EXTRAIT CITÉ —
Yasser Moheb, Lundi, 29 novembre 2021

Dans sa 43e édition, le Festival international du film du Caire présente une panoplie de films portant sur les préoccupations et les aspirations des femmes d’Orient et d’Occident. Tour d’horizon.

Belough (devenir).

A mi-chemin, déjà, du 43e Festival International du Film du Caire (FIFC), des favoris commencent à se faire connaître. Et comme chaque année, la grande fête du cinéma multiplie les temps forts, les coups de coeur et les petites histoires. Si le public a salué notamment la comédie Official Competition (compétition officielle), interprétée par la sublime Penelope Cruz, en tête d’affiche face à un Antonio Banderas en pleine forme dans le film d’ouverture de cette édition, les journalistes ont, de leur côté, eu des coups de coeur parmi les films déjà projetés. De la compétition officielle à la section Horizons du cinéma arabe, en passant par les révélations des oeuvres hors compétition, l’intérêt à la femme et ses problèmes semble être le maître-mot, à mi-parcours de cette 43e édition du FIFC.

FIFC

Attrayante sur l’écran comme sur le papier, la sélection officielle de cette cuvée 2021 tient plutôt bien ses promesses, avec une forte proportion de films de genre traduisant « l’actualité du monde moderne ». « Il y a beaucoup de films sociaux dévoilés comme films de genre », a souligné le président du festival, Mohamad Hefzi, dès le premier jour de projection.

De la Palestine, le documentaire Journaux de la rue Gabriel, signé Rachid Macharawi, vient comme l’oeuvre dont le thème est le plus tiré de l’actualité mondiale à la compétition officielle, puisque ses événements se déroulent pendant la période où les autorités françaises ont fermé leurs frontières en raison de la propagation de la pandémie de coronavirus et ont confiné leurs citoyens chez eux, tout en déployant la police dans les rues. Le réalisateur y a tourné son oeuvre alors qu›il était à Paris, sans aucune planification en tant que citoyen palestinien piégé dans l’un des plus beaux quartiers parisiens, Montmartre. L’oeuvre présente alors de journaux intimes et souvenirs à une époque qui a changé la face du monde.

Temps forts

Les différentes compétitions du festival lors de cette 43e édition témoignent d’une concurrence assez vive entre les différentes productions cinématographiques arabes, égyptiennes et internationales. Certains films devraient susciter la controverse en raison de l›audace de leurs thèmes ou de leurs styles artistiques. Parmi les temps forts de cette première semaine du festival, figure la projection du film saoudien Belough (devenir), réalisé par cinq jeunes réalisatrices: Sarah Misfir, Fatma Al-Banawi, Jawaher Al-Amri, Hind Al-Fahd et Nour Al-Amir. L’oeuvre permet à chaque réalisatrice de présenter sa propre vision cinématographique dans un cadre de coopération intense, traitant des histoires de femmes qui reflètent une véritable image de la femme moderne dans la société saoudienne contemporaine, de plus en plus ouverte sur le monde. Ces transformations abordées reflètent l›étendue de la diversité créative dont l’Arabie saoudite est témoin, d›autant plus que le film attire diverses idées et histoires.

DONNÉES SOURCES —
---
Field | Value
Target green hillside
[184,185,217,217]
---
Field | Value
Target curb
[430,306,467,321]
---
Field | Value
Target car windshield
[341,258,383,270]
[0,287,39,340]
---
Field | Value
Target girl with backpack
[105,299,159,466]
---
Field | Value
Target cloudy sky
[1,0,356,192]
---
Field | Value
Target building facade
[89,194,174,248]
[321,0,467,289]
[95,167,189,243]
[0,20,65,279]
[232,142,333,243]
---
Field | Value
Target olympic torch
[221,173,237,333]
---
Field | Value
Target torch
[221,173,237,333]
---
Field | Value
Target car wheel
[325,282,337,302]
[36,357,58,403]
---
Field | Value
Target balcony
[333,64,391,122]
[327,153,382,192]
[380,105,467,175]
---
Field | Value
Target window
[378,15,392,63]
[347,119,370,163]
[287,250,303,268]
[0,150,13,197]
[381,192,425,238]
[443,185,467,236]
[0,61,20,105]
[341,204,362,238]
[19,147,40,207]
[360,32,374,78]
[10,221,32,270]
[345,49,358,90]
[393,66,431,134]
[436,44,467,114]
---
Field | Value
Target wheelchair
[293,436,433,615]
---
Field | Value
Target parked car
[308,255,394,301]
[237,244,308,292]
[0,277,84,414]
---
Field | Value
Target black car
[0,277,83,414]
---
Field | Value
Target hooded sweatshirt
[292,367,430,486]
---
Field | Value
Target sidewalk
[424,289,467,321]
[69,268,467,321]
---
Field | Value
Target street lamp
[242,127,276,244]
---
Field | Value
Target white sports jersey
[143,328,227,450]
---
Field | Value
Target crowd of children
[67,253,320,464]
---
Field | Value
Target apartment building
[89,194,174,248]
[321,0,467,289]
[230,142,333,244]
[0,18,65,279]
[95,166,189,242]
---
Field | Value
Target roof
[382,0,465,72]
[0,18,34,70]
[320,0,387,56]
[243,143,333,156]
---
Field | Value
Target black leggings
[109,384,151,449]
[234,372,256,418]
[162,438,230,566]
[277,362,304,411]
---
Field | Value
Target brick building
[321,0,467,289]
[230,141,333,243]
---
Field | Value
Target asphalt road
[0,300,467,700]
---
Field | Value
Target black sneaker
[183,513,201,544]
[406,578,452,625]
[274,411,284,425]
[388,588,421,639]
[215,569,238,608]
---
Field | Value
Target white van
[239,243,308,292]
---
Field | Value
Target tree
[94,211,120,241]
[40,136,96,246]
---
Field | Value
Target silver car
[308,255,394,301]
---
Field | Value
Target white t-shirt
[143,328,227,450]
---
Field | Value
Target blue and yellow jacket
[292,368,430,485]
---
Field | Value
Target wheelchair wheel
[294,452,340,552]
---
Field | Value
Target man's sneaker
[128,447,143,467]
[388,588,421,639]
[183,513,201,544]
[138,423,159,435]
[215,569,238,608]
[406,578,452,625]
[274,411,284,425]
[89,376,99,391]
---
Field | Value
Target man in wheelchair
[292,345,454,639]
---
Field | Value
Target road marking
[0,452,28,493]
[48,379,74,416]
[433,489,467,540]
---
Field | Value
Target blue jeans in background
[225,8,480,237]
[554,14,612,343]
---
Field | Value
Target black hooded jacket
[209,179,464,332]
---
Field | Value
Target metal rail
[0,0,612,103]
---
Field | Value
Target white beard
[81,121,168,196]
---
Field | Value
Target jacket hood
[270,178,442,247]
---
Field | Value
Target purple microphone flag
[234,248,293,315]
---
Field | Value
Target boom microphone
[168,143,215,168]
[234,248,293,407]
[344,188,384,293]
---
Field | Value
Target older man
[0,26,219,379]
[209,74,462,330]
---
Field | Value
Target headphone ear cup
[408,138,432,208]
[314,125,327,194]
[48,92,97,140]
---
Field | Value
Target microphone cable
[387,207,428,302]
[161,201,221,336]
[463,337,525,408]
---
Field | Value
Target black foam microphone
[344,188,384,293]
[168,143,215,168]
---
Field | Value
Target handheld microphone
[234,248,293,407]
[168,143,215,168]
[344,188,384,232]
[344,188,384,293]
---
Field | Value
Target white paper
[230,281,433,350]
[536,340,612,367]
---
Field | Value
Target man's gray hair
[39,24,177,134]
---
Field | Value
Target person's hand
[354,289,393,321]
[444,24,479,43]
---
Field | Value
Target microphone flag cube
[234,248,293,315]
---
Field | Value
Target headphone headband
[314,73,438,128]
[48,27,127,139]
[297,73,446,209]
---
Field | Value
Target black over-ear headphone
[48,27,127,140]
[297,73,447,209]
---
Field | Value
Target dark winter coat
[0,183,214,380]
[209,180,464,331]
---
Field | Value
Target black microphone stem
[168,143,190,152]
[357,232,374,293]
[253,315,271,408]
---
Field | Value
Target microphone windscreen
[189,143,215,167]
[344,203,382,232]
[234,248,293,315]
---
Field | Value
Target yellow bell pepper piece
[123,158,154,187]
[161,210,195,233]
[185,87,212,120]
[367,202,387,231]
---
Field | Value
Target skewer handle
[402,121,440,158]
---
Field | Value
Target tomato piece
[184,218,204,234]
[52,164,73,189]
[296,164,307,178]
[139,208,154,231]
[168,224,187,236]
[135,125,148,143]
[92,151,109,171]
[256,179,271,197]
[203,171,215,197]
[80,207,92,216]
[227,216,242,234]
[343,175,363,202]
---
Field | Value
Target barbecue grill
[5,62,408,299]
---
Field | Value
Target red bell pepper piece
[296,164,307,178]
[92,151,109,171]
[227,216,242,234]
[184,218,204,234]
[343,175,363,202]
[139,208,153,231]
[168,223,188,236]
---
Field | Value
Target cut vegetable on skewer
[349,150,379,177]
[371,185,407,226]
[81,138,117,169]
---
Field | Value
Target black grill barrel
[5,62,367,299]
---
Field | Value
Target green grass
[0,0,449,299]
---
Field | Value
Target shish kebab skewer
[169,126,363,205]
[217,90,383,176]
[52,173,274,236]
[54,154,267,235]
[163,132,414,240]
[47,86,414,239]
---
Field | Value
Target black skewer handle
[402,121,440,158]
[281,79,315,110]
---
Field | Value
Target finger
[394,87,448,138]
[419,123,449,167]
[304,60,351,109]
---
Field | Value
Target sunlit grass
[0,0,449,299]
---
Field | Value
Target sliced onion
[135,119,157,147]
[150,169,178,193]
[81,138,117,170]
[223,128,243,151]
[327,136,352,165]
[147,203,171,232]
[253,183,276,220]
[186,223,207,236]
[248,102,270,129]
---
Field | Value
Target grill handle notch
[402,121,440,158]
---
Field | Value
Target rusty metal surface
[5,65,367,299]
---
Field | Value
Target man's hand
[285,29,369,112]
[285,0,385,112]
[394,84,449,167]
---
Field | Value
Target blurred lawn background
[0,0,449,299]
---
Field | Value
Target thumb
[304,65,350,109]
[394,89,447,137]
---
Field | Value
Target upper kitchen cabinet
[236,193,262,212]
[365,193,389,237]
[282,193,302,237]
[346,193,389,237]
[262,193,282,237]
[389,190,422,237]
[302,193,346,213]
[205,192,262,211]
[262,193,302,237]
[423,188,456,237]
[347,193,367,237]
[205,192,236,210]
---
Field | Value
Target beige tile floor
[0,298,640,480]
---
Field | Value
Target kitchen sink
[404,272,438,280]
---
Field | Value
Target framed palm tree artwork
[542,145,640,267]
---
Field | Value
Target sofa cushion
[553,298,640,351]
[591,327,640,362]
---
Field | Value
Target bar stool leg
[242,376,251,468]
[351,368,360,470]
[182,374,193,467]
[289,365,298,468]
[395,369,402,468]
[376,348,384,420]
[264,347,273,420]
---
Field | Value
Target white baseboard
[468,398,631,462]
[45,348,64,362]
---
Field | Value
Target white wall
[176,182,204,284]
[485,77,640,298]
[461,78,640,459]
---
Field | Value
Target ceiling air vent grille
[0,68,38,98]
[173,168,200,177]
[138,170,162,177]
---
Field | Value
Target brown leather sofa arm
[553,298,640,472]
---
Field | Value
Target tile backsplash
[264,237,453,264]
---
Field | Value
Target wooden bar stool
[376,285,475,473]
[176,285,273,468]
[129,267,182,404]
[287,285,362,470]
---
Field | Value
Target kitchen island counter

CONSIGNE —
Transcrivez, dans l'article sur le Festival du film du Caire, le passage qui va de « Attrayante sur l’écran » à « jour de projection. ».

CORRIGÉ —
Attrayante sur l’écran comme sur le papier, la sélection officielle de cette cuvée 2021 tient plutôt bien ses promesses, avec une forte proportion de films de genre traduisant « l’actualité du monde moderne ». « Il y a beaucoup de films sociaux dévoilés comme films de genre », a souligné le président du festival, Mohamad Hefzi, dès le premier jour de projection.